(Supplied entries):
====================
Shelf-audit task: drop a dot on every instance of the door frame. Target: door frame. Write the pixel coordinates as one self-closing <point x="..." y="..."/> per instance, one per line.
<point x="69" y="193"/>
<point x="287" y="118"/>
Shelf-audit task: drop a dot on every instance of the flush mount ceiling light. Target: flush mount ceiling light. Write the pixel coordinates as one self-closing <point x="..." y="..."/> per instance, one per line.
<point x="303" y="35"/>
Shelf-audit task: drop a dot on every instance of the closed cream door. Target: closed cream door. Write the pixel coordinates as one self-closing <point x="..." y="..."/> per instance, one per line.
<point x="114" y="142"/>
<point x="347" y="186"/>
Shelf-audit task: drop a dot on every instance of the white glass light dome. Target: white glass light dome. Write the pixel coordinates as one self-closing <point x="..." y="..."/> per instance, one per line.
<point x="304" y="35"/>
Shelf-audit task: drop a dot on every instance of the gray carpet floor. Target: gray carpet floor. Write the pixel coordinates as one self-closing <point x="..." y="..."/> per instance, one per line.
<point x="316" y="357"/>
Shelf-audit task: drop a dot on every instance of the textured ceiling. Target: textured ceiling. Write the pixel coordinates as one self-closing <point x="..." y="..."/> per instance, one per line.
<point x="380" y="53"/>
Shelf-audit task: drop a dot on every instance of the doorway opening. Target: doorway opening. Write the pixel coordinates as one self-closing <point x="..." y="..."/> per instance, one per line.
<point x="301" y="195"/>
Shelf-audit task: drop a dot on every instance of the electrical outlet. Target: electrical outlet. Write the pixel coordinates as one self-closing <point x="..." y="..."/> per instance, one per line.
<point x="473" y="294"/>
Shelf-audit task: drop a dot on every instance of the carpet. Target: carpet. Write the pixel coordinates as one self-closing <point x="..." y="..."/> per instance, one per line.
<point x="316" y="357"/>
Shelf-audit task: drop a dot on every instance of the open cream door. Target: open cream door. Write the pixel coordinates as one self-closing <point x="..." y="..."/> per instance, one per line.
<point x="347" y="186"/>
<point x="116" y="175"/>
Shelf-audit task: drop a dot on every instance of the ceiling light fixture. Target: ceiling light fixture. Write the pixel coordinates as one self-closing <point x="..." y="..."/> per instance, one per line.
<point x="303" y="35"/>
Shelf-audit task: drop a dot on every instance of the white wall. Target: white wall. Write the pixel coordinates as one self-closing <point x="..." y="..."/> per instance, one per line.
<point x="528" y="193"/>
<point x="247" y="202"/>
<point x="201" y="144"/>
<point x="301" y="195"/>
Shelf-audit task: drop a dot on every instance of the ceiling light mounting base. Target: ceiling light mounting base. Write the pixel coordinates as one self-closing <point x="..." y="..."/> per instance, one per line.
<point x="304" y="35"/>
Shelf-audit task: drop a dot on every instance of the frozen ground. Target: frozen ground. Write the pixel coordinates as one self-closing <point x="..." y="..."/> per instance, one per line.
====================
(Problem description): Every entry must be retyped in full, exactly as given.

(Task answer):
Shelf-audit task: drop a dot on every instance of the door frame. Target: door frame. Write the pixel coordinates as one self-closing <point x="..." y="..."/> per instance, one per line.
<point x="69" y="193"/>
<point x="287" y="118"/>
Shelf-audit task: drop a dot on every instance of the flush mount ceiling light. Target: flush mount ceiling light. Write the pixel coordinates as one self-closing <point x="..." y="..."/> per instance, one per line.
<point x="303" y="35"/>
Shelf-audit task: drop a dot on every instance of the closed cream door. Target: closed cream door. Write the pixel coordinates as one self-closing <point x="..." y="..."/> per instance, one per line.
<point x="114" y="142"/>
<point x="347" y="186"/>
Shelf-audit task: drop a dot on every instance of the white glass light dome. Target: white glass light dome. Write the pixel coordinates as one self-closing <point x="..." y="..."/> per instance, one per line.
<point x="304" y="35"/>
Shelf-audit task: drop a dot on every instance of the gray carpet floor. Target: gray carpet floor. Write the pixel coordinates as one self-closing <point x="..." y="..."/> per instance, one per line.
<point x="316" y="357"/>
Shelf-audit task: drop a dot on every instance of the textured ceiling. Target: textured ceiling. Write the pixel coordinates as one self-closing <point x="..." y="..."/> per instance, one per line.
<point x="380" y="53"/>
Shelf-audit task: drop a dot on every instance of the doorway opening. Target: doorway opening. Write the pixel coordinates as one self-closing <point x="..." y="..."/> per instance, one per line.
<point x="301" y="195"/>
Shelf-audit task: drop a dot on every instance of the electrical outlet. Target: electrical outlet. Write the pixel coordinates as one self-closing <point x="..." y="..."/> per instance, one per line.
<point x="473" y="294"/>
Shelf-audit task: drop a dot on every instance of the carpet. Target: carpet. Write the pixel coordinates as one self-closing <point x="..." y="..."/> per instance, one per line.
<point x="316" y="357"/>
Shelf-audit task: drop a dot on every instance of the open cream door. Target: open cream door. Write the pixel coordinates as one self-closing <point x="..." y="..."/> per instance, one per line.
<point x="347" y="186"/>
<point x="116" y="175"/>
Shelf-audit task: drop a dot on every instance of the ceiling light fixture. Target: ceiling light fixture. Write the pixel coordinates as one self-closing <point x="..." y="..."/> per instance, one per line.
<point x="303" y="35"/>
Shelf-audit task: drop a dot on every instance of the white wall. Target: white wall. Write the pixel coordinates as one self-closing <point x="..." y="..."/> per instance, one per line.
<point x="528" y="193"/>
<point x="247" y="202"/>
<point x="201" y="144"/>
<point x="301" y="195"/>
Shelf-audit task: drop a dot on every instance of the ceiling light mounting base. Target: ceiling light mounting base. Write the pixel coordinates as one self-closing <point x="..." y="..."/> per instance, one per line.
<point x="304" y="35"/>
Shelf-audit task: drop a dot on every instance of the frozen ground. Target: frozen ground. Write the pixel coordinates as one self-closing <point x="..." y="..."/> per instance, one per line.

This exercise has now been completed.